start PROVIDED DATA

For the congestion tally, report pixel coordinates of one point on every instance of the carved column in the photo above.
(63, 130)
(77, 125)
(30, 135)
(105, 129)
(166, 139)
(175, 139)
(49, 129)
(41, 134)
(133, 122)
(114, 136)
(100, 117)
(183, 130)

end PROVIDED DATA

- PROBLEM TO WORK ON -
Reproduce the entire listing above word for word, keeping every line unchanged.

- ANSWER -
For the congestion tally, report pixel coordinates of one point on every instance of the carved column in the photo above.
(63, 130)
(77, 125)
(30, 135)
(105, 129)
(166, 139)
(175, 139)
(49, 129)
(41, 134)
(133, 122)
(114, 136)
(100, 117)
(183, 130)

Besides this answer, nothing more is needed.